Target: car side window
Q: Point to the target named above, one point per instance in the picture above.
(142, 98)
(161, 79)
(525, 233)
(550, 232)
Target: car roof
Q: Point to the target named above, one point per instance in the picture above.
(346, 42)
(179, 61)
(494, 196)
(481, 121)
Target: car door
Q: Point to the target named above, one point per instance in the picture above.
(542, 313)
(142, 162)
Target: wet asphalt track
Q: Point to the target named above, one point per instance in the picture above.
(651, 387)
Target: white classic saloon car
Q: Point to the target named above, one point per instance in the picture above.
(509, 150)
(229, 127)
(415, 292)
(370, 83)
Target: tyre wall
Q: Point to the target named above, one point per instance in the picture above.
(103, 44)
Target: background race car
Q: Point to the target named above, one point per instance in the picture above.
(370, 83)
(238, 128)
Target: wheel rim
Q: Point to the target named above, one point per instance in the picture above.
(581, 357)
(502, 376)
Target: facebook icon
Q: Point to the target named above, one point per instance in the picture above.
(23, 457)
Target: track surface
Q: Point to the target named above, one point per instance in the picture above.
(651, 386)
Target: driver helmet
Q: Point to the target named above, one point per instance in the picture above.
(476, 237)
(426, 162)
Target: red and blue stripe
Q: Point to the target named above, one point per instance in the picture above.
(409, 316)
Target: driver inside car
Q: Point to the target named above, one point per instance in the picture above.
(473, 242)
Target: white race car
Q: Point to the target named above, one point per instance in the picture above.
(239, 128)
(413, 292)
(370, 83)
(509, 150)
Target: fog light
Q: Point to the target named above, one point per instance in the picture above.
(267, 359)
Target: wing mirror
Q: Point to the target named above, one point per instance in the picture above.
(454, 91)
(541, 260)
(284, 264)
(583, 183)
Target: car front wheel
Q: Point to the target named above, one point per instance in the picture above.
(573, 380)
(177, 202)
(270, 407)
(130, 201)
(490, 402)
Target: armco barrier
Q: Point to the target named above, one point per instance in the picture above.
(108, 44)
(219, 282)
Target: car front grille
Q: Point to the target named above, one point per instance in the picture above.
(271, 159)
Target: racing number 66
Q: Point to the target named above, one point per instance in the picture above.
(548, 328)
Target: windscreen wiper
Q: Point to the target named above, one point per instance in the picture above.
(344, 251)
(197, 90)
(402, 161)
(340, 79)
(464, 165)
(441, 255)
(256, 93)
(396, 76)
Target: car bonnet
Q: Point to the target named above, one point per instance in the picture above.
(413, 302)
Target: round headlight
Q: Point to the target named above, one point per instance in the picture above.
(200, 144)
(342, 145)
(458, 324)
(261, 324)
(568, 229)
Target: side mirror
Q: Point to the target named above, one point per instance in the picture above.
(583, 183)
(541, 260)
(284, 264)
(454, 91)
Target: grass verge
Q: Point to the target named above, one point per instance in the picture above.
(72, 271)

...

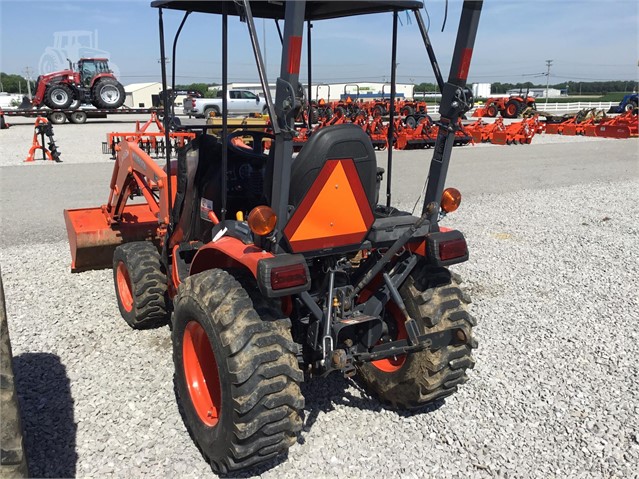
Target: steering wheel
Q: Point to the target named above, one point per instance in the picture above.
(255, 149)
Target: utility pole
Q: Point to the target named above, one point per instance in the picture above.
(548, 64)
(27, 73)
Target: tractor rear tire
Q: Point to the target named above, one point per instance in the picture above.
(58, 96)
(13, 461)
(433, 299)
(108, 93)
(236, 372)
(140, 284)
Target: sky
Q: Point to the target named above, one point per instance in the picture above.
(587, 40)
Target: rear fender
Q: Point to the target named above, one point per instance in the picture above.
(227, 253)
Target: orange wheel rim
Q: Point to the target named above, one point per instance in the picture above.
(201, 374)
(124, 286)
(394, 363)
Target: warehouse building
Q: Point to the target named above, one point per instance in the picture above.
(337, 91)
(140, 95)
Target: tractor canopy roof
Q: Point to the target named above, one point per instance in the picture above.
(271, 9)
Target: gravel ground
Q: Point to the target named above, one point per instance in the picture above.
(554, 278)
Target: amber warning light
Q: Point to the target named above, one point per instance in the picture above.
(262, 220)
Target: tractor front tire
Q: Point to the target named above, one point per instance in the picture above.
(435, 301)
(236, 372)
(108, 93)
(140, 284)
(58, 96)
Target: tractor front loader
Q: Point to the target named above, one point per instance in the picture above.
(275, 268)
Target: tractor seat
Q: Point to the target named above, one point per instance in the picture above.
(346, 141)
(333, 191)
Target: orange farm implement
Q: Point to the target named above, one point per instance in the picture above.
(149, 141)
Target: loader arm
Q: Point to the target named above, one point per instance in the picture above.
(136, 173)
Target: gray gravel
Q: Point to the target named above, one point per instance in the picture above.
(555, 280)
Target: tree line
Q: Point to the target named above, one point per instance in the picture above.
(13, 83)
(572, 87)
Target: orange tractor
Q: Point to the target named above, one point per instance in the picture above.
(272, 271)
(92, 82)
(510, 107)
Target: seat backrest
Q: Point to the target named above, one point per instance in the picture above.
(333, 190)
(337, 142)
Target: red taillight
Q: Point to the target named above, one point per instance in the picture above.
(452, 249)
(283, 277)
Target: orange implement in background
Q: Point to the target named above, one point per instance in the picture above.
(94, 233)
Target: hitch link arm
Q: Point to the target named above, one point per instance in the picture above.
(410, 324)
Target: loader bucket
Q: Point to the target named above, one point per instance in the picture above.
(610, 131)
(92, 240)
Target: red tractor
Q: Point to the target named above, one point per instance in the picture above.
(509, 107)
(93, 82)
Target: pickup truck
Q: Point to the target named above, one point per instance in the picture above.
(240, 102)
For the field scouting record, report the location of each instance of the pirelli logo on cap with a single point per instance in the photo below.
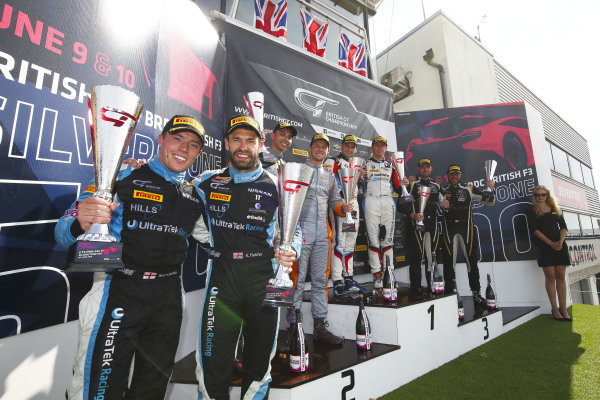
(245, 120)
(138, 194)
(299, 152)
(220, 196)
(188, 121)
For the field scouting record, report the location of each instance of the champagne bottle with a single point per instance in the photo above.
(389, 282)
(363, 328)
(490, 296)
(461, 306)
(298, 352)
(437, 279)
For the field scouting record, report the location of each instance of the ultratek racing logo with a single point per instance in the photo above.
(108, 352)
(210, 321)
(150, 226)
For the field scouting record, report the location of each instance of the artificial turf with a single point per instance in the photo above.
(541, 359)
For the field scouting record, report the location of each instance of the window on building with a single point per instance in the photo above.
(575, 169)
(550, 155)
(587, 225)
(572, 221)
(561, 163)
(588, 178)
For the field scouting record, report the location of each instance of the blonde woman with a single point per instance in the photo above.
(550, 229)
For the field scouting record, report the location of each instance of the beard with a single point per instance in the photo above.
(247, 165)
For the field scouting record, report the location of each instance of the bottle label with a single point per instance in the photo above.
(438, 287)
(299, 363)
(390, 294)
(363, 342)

==

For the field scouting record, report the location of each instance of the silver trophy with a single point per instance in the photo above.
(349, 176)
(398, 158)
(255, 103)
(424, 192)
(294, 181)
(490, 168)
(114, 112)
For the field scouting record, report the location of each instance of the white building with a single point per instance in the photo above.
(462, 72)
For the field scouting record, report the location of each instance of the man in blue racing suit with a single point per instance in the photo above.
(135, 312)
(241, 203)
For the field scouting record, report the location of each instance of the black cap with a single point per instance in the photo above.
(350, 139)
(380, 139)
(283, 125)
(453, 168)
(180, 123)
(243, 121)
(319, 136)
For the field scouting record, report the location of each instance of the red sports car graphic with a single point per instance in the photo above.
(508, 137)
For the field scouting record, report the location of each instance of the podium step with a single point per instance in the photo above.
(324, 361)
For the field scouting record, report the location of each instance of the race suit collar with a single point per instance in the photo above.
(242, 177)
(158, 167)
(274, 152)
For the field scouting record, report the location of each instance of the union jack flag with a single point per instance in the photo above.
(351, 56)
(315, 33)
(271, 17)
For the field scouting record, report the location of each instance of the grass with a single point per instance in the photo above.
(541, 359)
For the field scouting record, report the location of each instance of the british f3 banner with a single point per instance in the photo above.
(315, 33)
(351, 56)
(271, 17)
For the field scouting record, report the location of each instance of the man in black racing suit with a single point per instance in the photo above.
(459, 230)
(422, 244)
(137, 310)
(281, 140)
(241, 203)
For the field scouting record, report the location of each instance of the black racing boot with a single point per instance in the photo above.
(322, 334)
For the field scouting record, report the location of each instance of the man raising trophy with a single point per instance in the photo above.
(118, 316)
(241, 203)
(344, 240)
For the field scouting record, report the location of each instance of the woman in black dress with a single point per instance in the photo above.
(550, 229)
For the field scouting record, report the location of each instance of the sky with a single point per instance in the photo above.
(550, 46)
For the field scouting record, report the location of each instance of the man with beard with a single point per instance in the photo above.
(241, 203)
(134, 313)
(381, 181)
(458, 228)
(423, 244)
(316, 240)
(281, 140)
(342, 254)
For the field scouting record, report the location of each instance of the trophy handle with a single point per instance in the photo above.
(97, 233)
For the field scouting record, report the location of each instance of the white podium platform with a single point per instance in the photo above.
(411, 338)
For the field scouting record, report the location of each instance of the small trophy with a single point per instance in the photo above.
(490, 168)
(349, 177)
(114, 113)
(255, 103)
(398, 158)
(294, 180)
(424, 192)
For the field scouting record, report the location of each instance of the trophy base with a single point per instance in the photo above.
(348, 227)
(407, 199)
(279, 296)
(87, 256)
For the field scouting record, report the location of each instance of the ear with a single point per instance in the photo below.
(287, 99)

§ **Exercise requirements**:
From the listing above, repeat exactly the lines starting at the line that includes "Target: car side window" and ending at the line that includes "Target: white classic saloon car", with nothing outside that span.

§ **Solved exercise**:
Target: car side window
Q: Point to the target named above, one point per instance in the picture above.
(142, 98)
(161, 79)
(525, 233)
(550, 232)
Target: car roof
Q: Point to the target named above, one point per instance in the picture above.
(346, 42)
(179, 61)
(494, 196)
(481, 121)
Target: car door
Q: Point to the target named above, one point per instance in the picture above.
(542, 313)
(142, 162)
Target: wet asphalt track
Q: Point to the target named above, one point per instance in the picture above.
(651, 387)
Target: white classic saloon car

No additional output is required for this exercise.